Copy all of the data below word for word, leaving the pictures out of your copy.

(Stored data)

"""

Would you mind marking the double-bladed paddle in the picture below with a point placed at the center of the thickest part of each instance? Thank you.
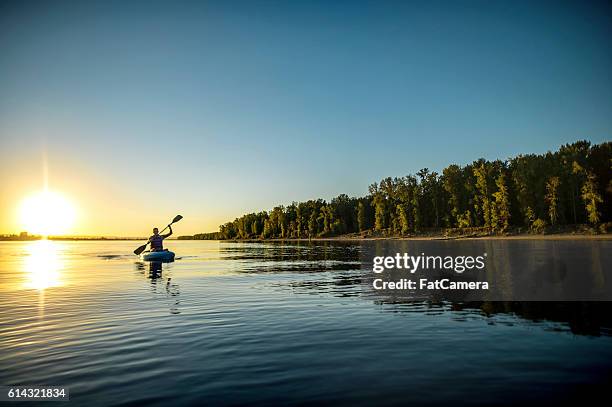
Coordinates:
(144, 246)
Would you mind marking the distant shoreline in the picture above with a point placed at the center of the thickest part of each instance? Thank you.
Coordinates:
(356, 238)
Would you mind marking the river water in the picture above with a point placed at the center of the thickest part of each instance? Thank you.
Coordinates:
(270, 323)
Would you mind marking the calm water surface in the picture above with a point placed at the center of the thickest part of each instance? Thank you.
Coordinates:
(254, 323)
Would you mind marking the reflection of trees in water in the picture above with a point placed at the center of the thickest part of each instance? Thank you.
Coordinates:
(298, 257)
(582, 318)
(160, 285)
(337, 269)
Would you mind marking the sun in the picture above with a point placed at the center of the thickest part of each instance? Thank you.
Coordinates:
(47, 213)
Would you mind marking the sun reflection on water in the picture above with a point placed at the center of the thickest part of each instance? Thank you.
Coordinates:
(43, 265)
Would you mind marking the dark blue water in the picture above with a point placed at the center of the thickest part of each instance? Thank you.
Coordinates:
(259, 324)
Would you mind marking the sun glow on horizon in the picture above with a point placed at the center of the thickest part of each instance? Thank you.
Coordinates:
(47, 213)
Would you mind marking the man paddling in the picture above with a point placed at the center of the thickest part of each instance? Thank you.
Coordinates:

"""

▸ **CORRECT ANSWER**:
Would you mind marking the double-bladed paddle in the picture below with a point placed at the center of the thickest part of each instance? Thank you.
Coordinates:
(144, 246)
Would you mind marking the distant shoreline in the picture above with a point placed at the center of the thickest part of each instance? Thank you.
Coordinates:
(356, 238)
Would you mind marking the river water in the picture above with a point placed at the center of the thickest part of each instance? Thank you.
Coordinates:
(270, 323)
Would you mind marking the calm water surface in the picture above with a point placed at the center of the thickest part of each instance? Thank you.
Coordinates:
(254, 323)
Would you mind marking the reflection of trees in water in the picture above with a point placed at the center of the thickest part of each instance? Thank you.
Coordinates:
(298, 257)
(582, 318)
(160, 285)
(337, 269)
Would you mind marking the sun in the picture above with a point placed at the center of the thickest part of each instance? Thank you.
Coordinates:
(47, 213)
Would you mind marking the sun reflection on water in the picture above with a point placed at the center of the thickest part of each instance? Thank you.
Coordinates:
(43, 265)
Would you mind marking the dark blue water in the picture above with a point placed at the center of the thickest part of each instance? Thank you.
Coordinates:
(259, 324)
Would you mind marking the sun glow on horizon in the picture above with a point placed at the center of the thickest part of each instance? Thank you.
Coordinates:
(47, 213)
Would you mind marking the man paddling in the picture above with a point placed at the center of the thickest part of each instance? Thank you.
Coordinates:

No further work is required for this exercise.